The products sold in the Company's retail stores consist primarily of lingerie,
loungewear, sportswear, outerwear and hosiery for regular and plus size women,
select menswear, jewelry and accessories. The specific products offered depend
on the buying opportunities that are available each season.
Between 1992 and 1997, as a result of consolidations in the retail industry, the
high cost of domestic manufacturing and difficulties the Company had encountered
in engaging reliable offshore contractors and obtaining sufficient quantities of
acceptable quality finished products from overseas, the Company experienced a
loss of sales to certain of its customers. In fiscal 1998, the Company began to
regain a portion of the sales it had lost by creating new designs at competitive
prices and by improving on-time delivery and the quality of its products. The
Company has shifted a large portion of its production to Mexico and other
offshore based contractors and has developed infrastructures in these locations
that has given the Company greater control over its operations, quality and
on-time delivery. The Company maintains an in-house design staff which affords
it the flexibility to work with merchandise buyers on fashion design and price
points and its remaining domestic manufacturing facility allows shorter "lead
times" in producing certain of its products.

» **SET EXERCISE A**:
Decide whether each statement agrees with the passage on the company's products and operations. Answer yes or no for each, and quote the words from the passage that decide it. (i) The company started to win back some lost sales in fiscal 1998. (ii) The company has closed all of its domestic manufacturing facilities. (iii) The company relies on outside firms for its product designs.
» **SET EXERCISE B**:
List every product category that the passage on the company's products and operations names as sold in the company's retail stores.
» **SET EXERCISE C**:
Carry on the passage about the company's products and operations, beginning after its final sentence.
The material that comes after this text isn't needed for any of the work here.

» **EXCERPTED RECORDS**:

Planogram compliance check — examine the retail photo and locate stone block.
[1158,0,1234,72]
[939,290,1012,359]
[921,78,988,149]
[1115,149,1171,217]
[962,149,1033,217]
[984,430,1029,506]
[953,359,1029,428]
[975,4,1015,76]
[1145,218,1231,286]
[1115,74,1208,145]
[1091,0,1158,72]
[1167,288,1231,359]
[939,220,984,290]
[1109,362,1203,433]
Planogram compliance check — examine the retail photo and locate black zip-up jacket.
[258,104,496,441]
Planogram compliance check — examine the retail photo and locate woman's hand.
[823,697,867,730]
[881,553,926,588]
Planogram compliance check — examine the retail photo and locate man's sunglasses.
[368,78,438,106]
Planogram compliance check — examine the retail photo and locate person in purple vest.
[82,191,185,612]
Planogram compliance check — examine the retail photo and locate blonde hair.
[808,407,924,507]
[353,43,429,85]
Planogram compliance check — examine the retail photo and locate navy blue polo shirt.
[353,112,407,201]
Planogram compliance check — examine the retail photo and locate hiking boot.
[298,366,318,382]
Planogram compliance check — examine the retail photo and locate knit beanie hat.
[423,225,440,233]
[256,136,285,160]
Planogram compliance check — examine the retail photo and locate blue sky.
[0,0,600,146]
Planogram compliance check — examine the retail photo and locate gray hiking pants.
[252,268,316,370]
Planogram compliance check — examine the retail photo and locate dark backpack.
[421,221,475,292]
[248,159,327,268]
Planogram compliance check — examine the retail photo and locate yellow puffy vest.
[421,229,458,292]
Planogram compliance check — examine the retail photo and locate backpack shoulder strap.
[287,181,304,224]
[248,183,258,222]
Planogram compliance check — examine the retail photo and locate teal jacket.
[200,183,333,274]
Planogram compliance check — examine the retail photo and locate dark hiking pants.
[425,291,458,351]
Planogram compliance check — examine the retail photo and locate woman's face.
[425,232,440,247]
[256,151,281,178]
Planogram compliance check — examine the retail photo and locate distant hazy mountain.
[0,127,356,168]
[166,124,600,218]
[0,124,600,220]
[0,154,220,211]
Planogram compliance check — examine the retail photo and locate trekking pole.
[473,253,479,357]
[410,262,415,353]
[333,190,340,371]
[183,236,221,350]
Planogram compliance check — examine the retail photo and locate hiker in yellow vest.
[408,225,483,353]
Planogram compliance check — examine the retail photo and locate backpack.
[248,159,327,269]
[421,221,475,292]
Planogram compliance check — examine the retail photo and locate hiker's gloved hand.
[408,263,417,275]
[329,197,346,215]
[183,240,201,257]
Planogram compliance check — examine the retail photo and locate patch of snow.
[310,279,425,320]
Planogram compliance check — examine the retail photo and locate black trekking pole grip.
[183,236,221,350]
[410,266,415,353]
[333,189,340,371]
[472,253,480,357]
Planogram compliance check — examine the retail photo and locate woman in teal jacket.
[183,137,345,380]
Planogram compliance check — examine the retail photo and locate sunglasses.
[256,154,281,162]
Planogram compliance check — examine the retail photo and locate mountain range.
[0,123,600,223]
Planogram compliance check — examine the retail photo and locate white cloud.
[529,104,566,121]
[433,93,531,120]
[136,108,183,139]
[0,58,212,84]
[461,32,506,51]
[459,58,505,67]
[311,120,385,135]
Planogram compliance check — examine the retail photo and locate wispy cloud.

» **EXPECTED OUTPUT A**:
(i) Yes: "In fiscal 1998, the Company began to regain a portion of the sales it had lost"
(ii) No: "its remaining domestic manufacturing facility allows shorter "lead times" in producing certain of its products"
(iii) No: "The Company maintains an in-house design staff"

» **EXPECTED OUTPUT B**:
lingerie, loungewear, sportswear, outerwear, hosiery (for regular and plus size women), select menswear, jewelry, accessories

» **EXPECTED OUTPUT C**:
(b) Intentionally omitted.
(c) (i) The Company's products are sold to discount, specialty, national and
regional chain, mass merchandise and department stores and direct mail catalog
marketers throughout the United States. The prices to consumers for the
Company's products range from approximately $8.00 for certain of its
seductivewear products to approximately $85.00 for certain other products, such
as peignoir sets. The Company's products are sold by in-house sales personnel
and outside manufacturer's representatives. Approximately 38% of the Company's
sales are made to mass merchandisers, 26% to national chains, and 22% to
department stores; the balance of the Company's sales are unevenly distributed
among discount, specialty, regional chain stores, direct mail catalog marketers
and to consumers through the Company's Retail Stores. The Company's gross profit
on its sales for each of the fiscal years ended June 30, 2000, 1999, and 1998
was approximately 29%.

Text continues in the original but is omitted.